Lay out the lines of the listing as a JSON list of strings, one string per line and blank lines omitted, starting at the line that contains "white logo print" and continuing through the end of the listing.
___ Data records
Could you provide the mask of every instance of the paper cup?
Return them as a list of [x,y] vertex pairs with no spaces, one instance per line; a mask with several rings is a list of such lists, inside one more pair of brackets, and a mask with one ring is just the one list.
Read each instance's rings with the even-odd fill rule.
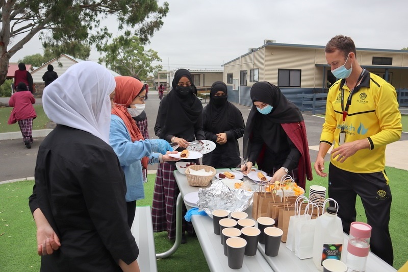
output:
[[231,218],[238,221],[240,219],[248,217],[248,214],[245,212],[233,212],[231,213]]
[[242,218],[240,219],[238,221],[238,228],[240,230],[242,230],[243,228],[245,227],[255,227],[254,220],[249,218]]
[[347,266],[339,260],[326,259],[322,262],[323,272],[347,272]]
[[259,235],[259,242],[262,244],[265,244],[265,232],[264,232],[264,230],[265,228],[273,226],[275,224],[275,220],[270,217],[262,216],[258,217],[257,221],[258,222],[258,229],[261,231],[261,234]]
[[279,252],[280,239],[284,232],[274,227],[268,227],[264,230],[265,232],[265,253],[268,256],[275,257]]
[[[222,218],[219,221],[220,233],[222,233],[222,230],[225,228],[235,228],[237,226],[237,221],[231,218]],[[220,235],[221,239],[221,244],[224,244],[224,241],[222,240],[222,235]]]
[[219,235],[220,233],[220,220],[228,217],[230,214],[226,210],[214,210],[211,213],[213,215],[213,225],[214,226],[214,233]]
[[222,230],[221,235],[222,236],[222,239],[224,242],[224,255],[227,256],[228,256],[228,251],[227,251],[225,241],[228,238],[240,237],[241,236],[241,231],[236,228],[225,228]]
[[245,227],[242,230],[242,238],[246,241],[245,255],[248,256],[253,256],[257,254],[257,250],[259,240],[259,235],[261,231],[254,227]]
[[228,238],[225,241],[228,254],[228,266],[231,269],[242,267],[246,241],[240,237]]

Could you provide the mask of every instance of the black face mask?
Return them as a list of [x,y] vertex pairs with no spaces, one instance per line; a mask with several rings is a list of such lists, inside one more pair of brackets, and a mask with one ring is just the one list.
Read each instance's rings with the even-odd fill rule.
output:
[[175,87],[175,90],[178,94],[185,96],[188,95],[193,91],[193,87],[191,85],[186,87],[177,86]]
[[212,103],[214,103],[215,107],[218,107],[224,106],[227,100],[226,95],[221,95],[220,96],[214,96],[213,97]]

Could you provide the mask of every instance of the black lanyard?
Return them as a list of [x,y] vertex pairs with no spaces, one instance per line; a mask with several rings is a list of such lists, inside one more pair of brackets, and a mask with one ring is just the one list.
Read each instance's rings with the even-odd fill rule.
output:
[[[363,69],[363,71],[361,72],[361,74],[360,76],[359,77],[359,79],[357,80],[357,83],[358,84],[360,81],[363,78],[363,76],[364,75],[364,72],[366,71],[366,69],[364,68]],[[346,80],[344,80],[344,83],[345,83]],[[354,88],[351,90],[350,92],[350,94],[348,95],[348,97],[347,98],[347,102],[346,103],[346,107],[344,108],[344,89],[343,88],[343,86],[344,86],[344,83],[343,83],[343,84],[340,86],[341,88],[341,110],[343,111],[343,121],[344,122],[346,120],[346,116],[347,115],[347,111],[348,111],[348,108],[350,107],[350,105],[351,104],[351,96],[353,95],[353,93],[354,92],[354,90],[356,91],[358,91],[360,89],[360,85],[359,84],[358,86],[354,86]]]

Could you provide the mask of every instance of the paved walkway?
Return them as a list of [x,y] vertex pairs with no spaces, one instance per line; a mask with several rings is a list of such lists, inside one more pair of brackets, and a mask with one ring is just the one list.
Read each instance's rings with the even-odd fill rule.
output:
[[[151,139],[157,139],[155,135],[154,126],[160,100],[157,92],[149,91],[149,98],[146,101],[148,107],[145,111],[148,117],[149,134]],[[2,98],[2,100],[8,98]],[[40,99],[36,101],[36,104],[41,103]],[[203,104],[205,107],[207,104]],[[250,108],[245,106],[235,104],[241,111],[244,120],[246,121]],[[308,113],[303,113],[308,133],[311,160],[312,162],[316,160],[322,125],[324,118]],[[24,147],[21,139],[21,133],[11,132],[0,133],[0,184],[17,180],[34,179],[34,168],[37,158],[38,146],[44,137],[50,130],[41,130],[33,131],[34,142],[32,148],[28,150]],[[238,140],[240,150],[242,149],[242,138]],[[408,133],[402,133],[399,141],[389,144],[386,149],[386,165],[408,170]],[[326,160],[328,155],[326,157]],[[157,165],[149,166],[150,173],[156,173]]]

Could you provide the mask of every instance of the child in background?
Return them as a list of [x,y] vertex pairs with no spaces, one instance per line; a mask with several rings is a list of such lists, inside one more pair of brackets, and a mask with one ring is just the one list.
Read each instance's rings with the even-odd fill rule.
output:
[[26,147],[31,149],[33,143],[33,119],[37,117],[33,107],[33,104],[35,103],[35,98],[24,82],[18,83],[16,92],[9,101],[9,105],[14,108],[7,123],[12,125],[18,122],[24,144]]

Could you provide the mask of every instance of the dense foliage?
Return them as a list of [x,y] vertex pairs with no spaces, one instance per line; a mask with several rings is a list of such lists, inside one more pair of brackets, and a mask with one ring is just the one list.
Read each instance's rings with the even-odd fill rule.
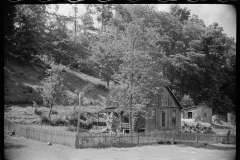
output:
[[107,88],[119,84],[124,96],[112,101],[133,110],[154,103],[159,87],[169,85],[179,100],[190,96],[190,105],[204,102],[215,113],[235,112],[236,42],[217,23],[206,26],[176,4],[170,12],[145,4],[92,4],[81,16],[76,5],[69,16],[58,8],[4,7],[6,62],[27,65],[48,55],[102,78]]

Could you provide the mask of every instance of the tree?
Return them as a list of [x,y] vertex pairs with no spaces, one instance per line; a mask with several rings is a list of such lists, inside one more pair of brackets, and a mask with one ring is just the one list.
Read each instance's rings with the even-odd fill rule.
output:
[[14,52],[13,35],[14,35],[14,17],[16,16],[15,5],[4,5],[4,59]]
[[178,4],[171,4],[170,13],[177,17],[180,22],[184,23],[184,21],[188,20],[190,17],[190,10],[185,8],[180,8]]
[[113,17],[113,4],[87,4],[87,12],[97,14],[97,21],[101,23],[101,32],[106,32],[107,23]]
[[62,84],[62,66],[53,63],[50,66],[51,68],[46,70],[47,77],[41,81],[41,85],[39,86],[43,103],[50,108],[49,118],[53,105],[64,105],[69,98],[66,88]]
[[189,108],[194,105],[194,102],[193,102],[193,99],[189,95],[184,94],[184,96],[182,97],[182,100],[181,100],[181,104],[185,108]]

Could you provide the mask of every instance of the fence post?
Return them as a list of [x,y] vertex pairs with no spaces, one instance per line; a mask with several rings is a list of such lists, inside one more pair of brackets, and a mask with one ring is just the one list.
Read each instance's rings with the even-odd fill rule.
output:
[[106,137],[106,133],[104,133],[104,142],[105,142],[105,145],[107,144],[107,137]]
[[173,142],[175,142],[175,132],[173,132]]
[[166,141],[166,130],[164,130],[164,134],[163,134],[163,141]]
[[79,137],[78,133],[76,134],[76,140],[75,140],[75,148],[77,149],[79,146]]
[[198,143],[198,134],[196,134],[196,142]]
[[139,132],[138,132],[138,145],[139,145]]

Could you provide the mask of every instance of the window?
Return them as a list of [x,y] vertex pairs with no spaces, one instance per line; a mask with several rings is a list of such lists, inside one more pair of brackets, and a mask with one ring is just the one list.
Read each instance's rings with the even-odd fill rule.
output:
[[172,109],[172,123],[176,124],[176,109]]
[[128,117],[123,117],[123,122],[124,123],[129,123],[129,118]]
[[167,94],[162,94],[162,106],[168,106],[168,95]]
[[151,110],[151,117],[154,117],[154,116],[155,116],[155,110],[152,109],[152,110]]
[[192,119],[192,112],[188,112],[188,119]]
[[162,127],[165,127],[165,112],[162,112]]

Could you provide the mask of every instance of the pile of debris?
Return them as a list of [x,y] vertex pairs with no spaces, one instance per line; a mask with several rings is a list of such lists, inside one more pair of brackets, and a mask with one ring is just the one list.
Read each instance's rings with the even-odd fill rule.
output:
[[209,123],[195,122],[193,119],[182,119],[181,122],[181,131],[183,133],[214,134]]
[[15,135],[15,132],[14,132],[14,130],[12,129],[12,130],[9,130],[9,131],[7,132],[7,134],[10,135],[10,136],[14,136],[14,135]]

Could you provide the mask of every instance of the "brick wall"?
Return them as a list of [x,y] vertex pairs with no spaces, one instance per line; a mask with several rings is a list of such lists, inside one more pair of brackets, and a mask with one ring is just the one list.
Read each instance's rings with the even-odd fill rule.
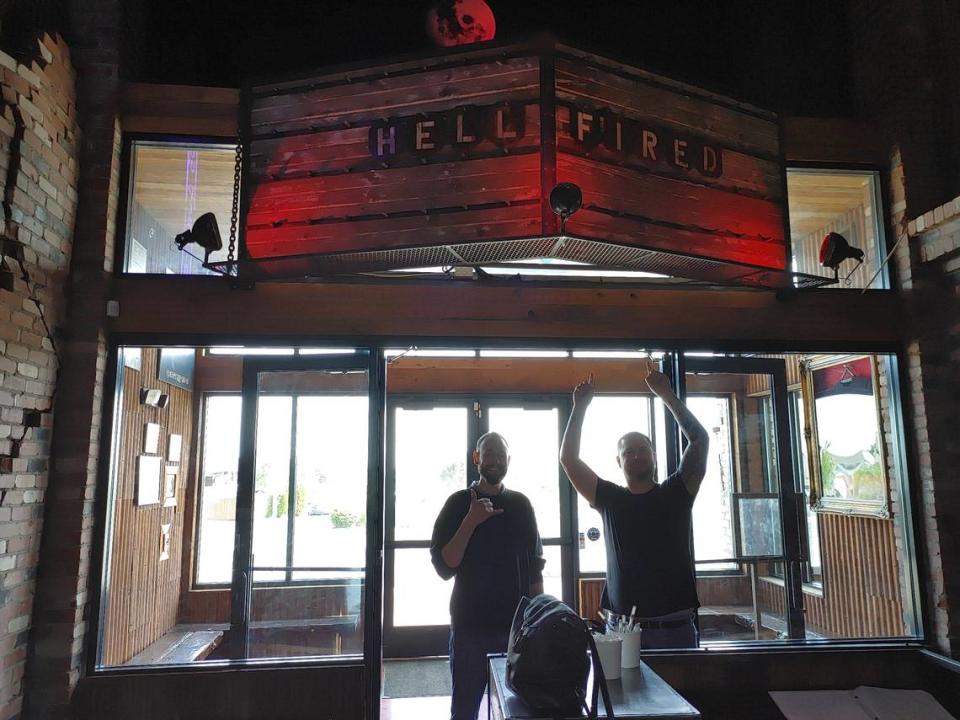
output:
[[908,392],[919,469],[924,596],[938,648],[960,655],[960,198],[906,223]]
[[66,44],[44,35],[19,60],[0,52],[0,718],[23,699],[79,147]]
[[[77,210],[56,422],[22,716],[65,718],[88,647],[89,577],[106,370],[105,306],[119,193],[121,12],[68,0],[77,109]],[[3,720],[0,718],[0,720]]]

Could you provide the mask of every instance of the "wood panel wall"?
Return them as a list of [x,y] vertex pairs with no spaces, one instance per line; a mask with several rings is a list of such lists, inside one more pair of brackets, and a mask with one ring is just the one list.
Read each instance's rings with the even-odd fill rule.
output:
[[[368,68],[246,92],[250,257],[540,235],[536,55],[435,58],[416,69]],[[378,121],[508,100],[521,104],[524,118],[508,147],[480,139],[469,159],[466,146],[439,144],[429,157],[409,148],[389,158],[371,152]]]
[[[903,622],[893,521],[821,513],[823,596],[804,593],[807,627],[827,637],[900,637]],[[783,613],[783,588],[760,582],[762,606]]]
[[[253,591],[251,619],[309,620],[311,618],[355,615],[357,590],[340,585],[303,585],[257,588]],[[230,621],[229,590],[191,590],[181,598],[181,623],[224,623]]]
[[[111,490],[113,532],[103,628],[103,663],[118,665],[142,651],[177,622],[185,488],[193,425],[193,393],[157,380],[159,350],[142,350],[142,369],[124,368],[119,408],[119,452]],[[166,408],[140,404],[140,388],[170,396]],[[161,427],[159,455],[166,467],[170,433],[181,436],[177,504],[136,504],[137,458],[143,453],[144,425]],[[172,465],[172,464],[171,464]],[[160,526],[171,525],[170,557],[160,560]]]
[[776,118],[691,90],[580,53],[557,58],[559,102],[693,135],[721,148],[723,167],[716,178],[693,163],[646,167],[620,162],[602,146],[580,157],[570,112],[561,106],[557,179],[576,182],[585,198],[567,229],[584,238],[784,268],[786,194]]
[[[785,360],[787,385],[800,385],[802,356],[767,357]],[[880,385],[877,383],[876,392],[881,392]],[[750,378],[749,393],[769,390],[765,375]],[[884,442],[889,443],[885,413],[881,425]],[[891,453],[892,448],[888,445],[886,457],[891,457]],[[903,622],[900,554],[894,524],[893,519],[817,513],[823,595],[804,593],[810,629],[830,637],[900,636],[907,632]],[[760,593],[765,607],[782,612],[782,587],[761,580]]]

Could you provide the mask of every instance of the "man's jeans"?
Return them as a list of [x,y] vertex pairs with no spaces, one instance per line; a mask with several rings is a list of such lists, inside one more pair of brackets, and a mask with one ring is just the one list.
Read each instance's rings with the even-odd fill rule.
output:
[[487,687],[487,654],[507,651],[509,632],[450,628],[451,720],[476,720]]

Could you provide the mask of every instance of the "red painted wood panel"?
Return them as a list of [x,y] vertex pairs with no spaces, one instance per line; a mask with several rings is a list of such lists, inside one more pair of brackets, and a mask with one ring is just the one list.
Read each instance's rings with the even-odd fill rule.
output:
[[724,258],[731,262],[782,268],[784,246],[756,239],[724,237],[685,228],[664,227],[650,222],[618,218],[584,209],[567,222],[567,232],[584,238],[674,253]]
[[[524,124],[524,136],[511,143],[509,152],[539,146],[538,105],[531,104],[525,108]],[[371,166],[382,168],[381,163],[370,155],[369,130],[369,127],[364,125],[347,130],[254,140],[250,144],[250,181],[259,184],[265,180],[309,176],[311,172],[352,171],[370,169]],[[465,152],[461,148],[439,148],[430,154],[429,161],[458,161]],[[502,152],[492,142],[481,141],[470,148],[469,156]]]
[[[584,155],[579,143],[574,140],[570,127],[570,108],[557,108],[557,147],[560,152]],[[641,172],[653,172],[662,177],[673,177],[693,182],[744,192],[750,195],[782,200],[784,198],[783,174],[780,165],[763,158],[724,148],[722,152],[723,174],[707,177],[696,170],[683,170],[664,165],[651,166],[639,157],[625,157],[623,153],[599,144],[587,154],[593,160],[626,168],[639,167]]]
[[[362,73],[358,73],[362,74]],[[344,83],[306,92],[256,98],[251,132],[310,132],[313,125],[414,115],[456,107],[536,97],[537,58],[483,62],[456,68]]]
[[247,226],[532,200],[539,182],[539,155],[522,155],[264,183]]
[[780,152],[779,128],[773,120],[566,57],[557,59],[557,98],[611,108],[750,154],[777,157]]
[[540,204],[247,231],[253,258],[429,247],[540,234]]

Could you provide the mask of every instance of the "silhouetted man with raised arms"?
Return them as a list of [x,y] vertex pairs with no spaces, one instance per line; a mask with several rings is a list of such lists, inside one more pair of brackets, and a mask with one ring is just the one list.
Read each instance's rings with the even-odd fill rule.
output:
[[650,371],[647,386],[689,441],[676,473],[657,483],[653,443],[639,432],[629,432],[617,443],[626,487],[597,477],[580,458],[583,418],[594,395],[592,374],[573,391],[560,463],[577,492],[603,516],[607,584],[602,607],[620,615],[630,615],[635,607],[645,648],[696,647],[694,616],[700,602],[690,529],[710,437],[663,373]]

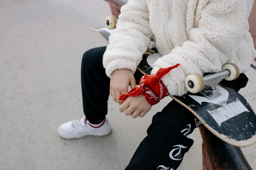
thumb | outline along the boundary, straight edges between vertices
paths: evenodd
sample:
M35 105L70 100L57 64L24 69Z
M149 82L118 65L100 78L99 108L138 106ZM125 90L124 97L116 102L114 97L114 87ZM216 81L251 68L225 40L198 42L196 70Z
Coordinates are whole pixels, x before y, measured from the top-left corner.
M130 80L130 86L131 87L131 89L132 89L136 87L136 81L135 80L134 76Z

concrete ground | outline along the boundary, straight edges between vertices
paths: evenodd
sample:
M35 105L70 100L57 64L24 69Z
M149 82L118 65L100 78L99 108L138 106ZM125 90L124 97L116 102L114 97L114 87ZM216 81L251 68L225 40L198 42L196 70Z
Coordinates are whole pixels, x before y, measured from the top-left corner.
M104 25L111 14L102 0L0 1L0 169L112 170L127 165L152 117L170 98L135 119L110 100L113 131L107 136L68 140L57 133L61 123L83 115L81 57L106 45L90 28ZM241 93L256 110L256 70L247 75L250 80ZM189 137L194 144L178 169L202 169L198 129ZM243 150L256 169L256 145Z

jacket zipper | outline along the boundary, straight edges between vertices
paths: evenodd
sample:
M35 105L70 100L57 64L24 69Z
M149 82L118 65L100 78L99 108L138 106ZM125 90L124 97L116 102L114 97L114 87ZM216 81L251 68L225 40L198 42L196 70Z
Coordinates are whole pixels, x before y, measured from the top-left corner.
M168 22L167 24L167 34L168 35L170 42L171 45L172 45L171 49L173 49L174 47L173 46L173 44L172 43L172 0L168 0L169 1L168 6L169 7L169 18L168 20Z

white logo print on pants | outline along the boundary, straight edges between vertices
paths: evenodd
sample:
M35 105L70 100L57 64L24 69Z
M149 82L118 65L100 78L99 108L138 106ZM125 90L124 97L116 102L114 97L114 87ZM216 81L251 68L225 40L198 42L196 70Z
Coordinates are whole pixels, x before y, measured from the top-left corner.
______
» Solution to this task:
[
  "white logo print on pants | outline along the boundary, straight edges between vertices",
  "paths: evenodd",
  "sample:",
  "M35 105L70 100L57 64L24 69Z",
  "M149 82L118 65L100 78L99 108L138 106ZM125 90L124 97L116 102L114 97L114 87ZM216 81L251 68L225 40L198 42L196 70Z",
  "Coordinates are whole pixels, x before y, measured from the top-left corner."
]